Required work: Rewrite the items that follow, changing "put a point on" to "place a dot on" everywhere and leaving everything else unchanged. Leave out the pictures.

Named-object pointing items:
________________________
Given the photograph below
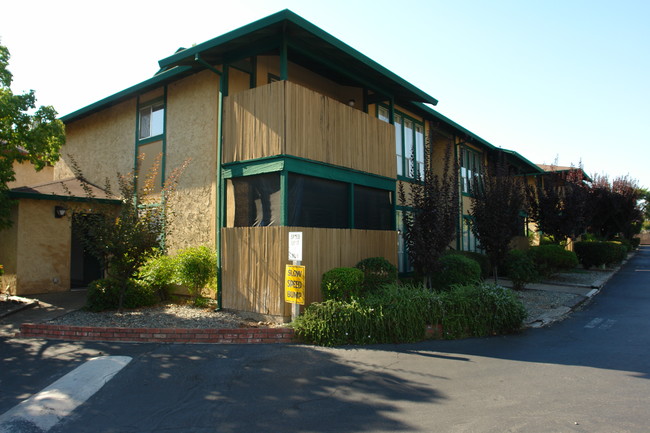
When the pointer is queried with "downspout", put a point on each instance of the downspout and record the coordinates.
(219, 216)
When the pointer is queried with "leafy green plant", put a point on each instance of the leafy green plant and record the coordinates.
(481, 259)
(196, 269)
(520, 268)
(157, 273)
(377, 272)
(456, 269)
(104, 295)
(342, 284)
(599, 253)
(550, 259)
(400, 313)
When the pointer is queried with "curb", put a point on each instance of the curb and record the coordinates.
(159, 335)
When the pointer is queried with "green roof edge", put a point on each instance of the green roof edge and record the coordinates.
(125, 94)
(288, 15)
(434, 113)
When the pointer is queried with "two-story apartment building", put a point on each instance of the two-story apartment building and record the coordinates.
(287, 129)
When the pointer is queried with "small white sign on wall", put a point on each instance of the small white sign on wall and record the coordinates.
(295, 246)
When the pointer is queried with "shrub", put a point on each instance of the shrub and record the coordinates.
(196, 269)
(599, 253)
(399, 313)
(377, 272)
(520, 268)
(342, 284)
(104, 295)
(157, 273)
(481, 259)
(550, 259)
(456, 269)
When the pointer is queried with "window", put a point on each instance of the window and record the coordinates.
(409, 144)
(470, 169)
(152, 120)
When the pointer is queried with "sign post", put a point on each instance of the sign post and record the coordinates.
(294, 276)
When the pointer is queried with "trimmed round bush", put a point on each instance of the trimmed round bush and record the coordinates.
(342, 284)
(456, 269)
(520, 268)
(377, 272)
(599, 253)
(550, 259)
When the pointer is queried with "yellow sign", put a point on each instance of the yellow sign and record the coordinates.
(294, 284)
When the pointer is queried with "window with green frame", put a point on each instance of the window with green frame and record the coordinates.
(470, 168)
(409, 143)
(151, 120)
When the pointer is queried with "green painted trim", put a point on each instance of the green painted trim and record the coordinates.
(55, 197)
(128, 93)
(307, 167)
(287, 18)
(351, 205)
(284, 201)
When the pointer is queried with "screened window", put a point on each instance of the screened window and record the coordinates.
(409, 144)
(470, 169)
(373, 208)
(316, 202)
(152, 120)
(254, 201)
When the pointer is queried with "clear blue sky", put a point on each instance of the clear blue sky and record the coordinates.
(565, 79)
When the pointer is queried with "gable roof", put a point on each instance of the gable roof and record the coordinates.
(307, 45)
(70, 189)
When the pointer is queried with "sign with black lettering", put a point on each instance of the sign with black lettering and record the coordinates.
(294, 284)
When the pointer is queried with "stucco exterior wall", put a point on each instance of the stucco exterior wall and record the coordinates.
(192, 108)
(102, 144)
(43, 253)
(8, 254)
(26, 175)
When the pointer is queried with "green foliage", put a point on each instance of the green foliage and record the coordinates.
(105, 295)
(550, 259)
(398, 314)
(196, 269)
(342, 284)
(157, 273)
(481, 259)
(431, 226)
(377, 272)
(520, 268)
(598, 253)
(456, 269)
(24, 136)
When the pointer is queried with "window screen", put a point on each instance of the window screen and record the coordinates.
(255, 200)
(373, 208)
(315, 202)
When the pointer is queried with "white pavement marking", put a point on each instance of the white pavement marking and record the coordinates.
(46, 408)
(594, 323)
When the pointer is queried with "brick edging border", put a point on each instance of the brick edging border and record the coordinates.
(159, 335)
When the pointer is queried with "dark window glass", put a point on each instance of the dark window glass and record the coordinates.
(255, 200)
(373, 208)
(315, 202)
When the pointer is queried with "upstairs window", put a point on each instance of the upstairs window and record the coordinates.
(152, 120)
(409, 144)
(470, 168)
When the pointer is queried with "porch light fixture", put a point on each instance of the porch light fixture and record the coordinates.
(59, 211)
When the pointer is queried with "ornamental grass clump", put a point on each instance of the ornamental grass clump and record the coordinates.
(401, 313)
________________________
Result of this task:
Given the photograph below
When the pointer is queried with "downspout", place a dot on each instance of the downspout and record the coordinates.
(219, 216)
When the pointer is queried with "leafy green plant", place a dot on each instance of the leafy green plant and record the coordinates.
(481, 259)
(196, 269)
(520, 268)
(157, 273)
(377, 272)
(456, 269)
(104, 295)
(342, 284)
(599, 253)
(550, 259)
(400, 313)
When the pointer is queried with "curb", place a dot on each instance of the curb and record the coordinates.
(159, 335)
When the pointer is queried with "green roof edge", place a dot on each instance of the green roof edge and record the coordinates.
(125, 94)
(288, 15)
(434, 113)
When the pointer is queried with "two-story apartment building", place a dot on each instance of the two-story apartment building and record the coordinates.
(287, 129)
When the pointer is queried with "small white sign on wall", place a dot on each instance of the small white sign on wall and record the coordinates.
(295, 246)
When the pointer is queried with "shrub", place a dot on each instance of the shrub and record the coordinates.
(196, 269)
(599, 253)
(399, 313)
(377, 272)
(520, 268)
(342, 284)
(104, 295)
(157, 273)
(481, 259)
(550, 259)
(456, 269)
When the pointer is queried with "window", place a dot on each instance of the window and record the coordinates.
(409, 144)
(470, 169)
(152, 120)
When the pointer is queried with "sign post", place a dot on each instance of the sign post and record the coordinates.
(294, 276)
When the pointer is queried with "trimmed round bush", place a dot on each instance of the trimmed round bush and record the coordinates.
(342, 284)
(456, 269)
(520, 268)
(377, 272)
(599, 253)
(550, 259)
When the pointer is queried with "yellow sign", place a dot on each instance of the yellow sign and record the coordinates.
(294, 284)
When the pointer is queried with "window with green frame", place a dot on each instance of the window with green frame and record the coordinates.
(470, 168)
(409, 143)
(151, 120)
When the pointer is queried with "green painted trim", place a dot on each instance of the green painted trim and record the coordinates.
(55, 197)
(128, 93)
(307, 167)
(287, 18)
(351, 205)
(284, 201)
When the pointer is queried with "screened window", place a dot on each instance of the screened window and record the coordinates.
(409, 144)
(470, 169)
(373, 208)
(316, 202)
(152, 120)
(254, 201)
When the pointer is queried with "clear blue sky", place a dot on each instance of the clear blue sky and record the coordinates.
(565, 79)
When the pointer is queried with "gable roof", place a dot on each instance of the gable roof and record the coordinates.
(307, 45)
(70, 189)
When the pointer is queried with "sign with black lettering", place a dot on each instance of the sign with black lettering and record the coordinates.
(294, 284)
When the pointer is queried with "stucco exterior wall", place a dot on each instance of the stucco exterior wall and record the coordinates.
(192, 108)
(102, 144)
(43, 253)
(8, 254)
(26, 175)
When the pointer is queried with "green foliage", place a dot on each instance of the green foliage and record the coordinates.
(105, 295)
(550, 259)
(398, 314)
(196, 269)
(342, 284)
(157, 273)
(481, 259)
(431, 226)
(377, 272)
(520, 268)
(598, 253)
(456, 269)
(24, 136)
When the pointer is queried with "window screen", place a dot on each instance of the window screen and record the coordinates.
(255, 200)
(373, 208)
(315, 202)
When the pointer is queried with "white pavement marking", place a dot on each instance of the white pavement marking and record the coordinates.
(46, 408)
(594, 323)
When the pointer is queried with "brick edging border", place a dot on each instance of the brick edging border and record the coordinates.
(159, 335)
When the pointer is queried with "dark window glass", place a dot on each instance of the dark window glass and record the coordinates.
(255, 200)
(373, 208)
(315, 202)
When the pointer is queried with "upstairs window", place a dot on each instance of the upstairs window and record the coordinates.
(152, 120)
(409, 144)
(470, 168)
When the pointer is queried with "porch light fixture", place a dot on each instance of the porch light fixture and record the coordinates.
(59, 211)
When the pointer is queried with "ornamental grass clump", place a dot on each instance of the ornamental grass clump and record the coordinates.
(401, 313)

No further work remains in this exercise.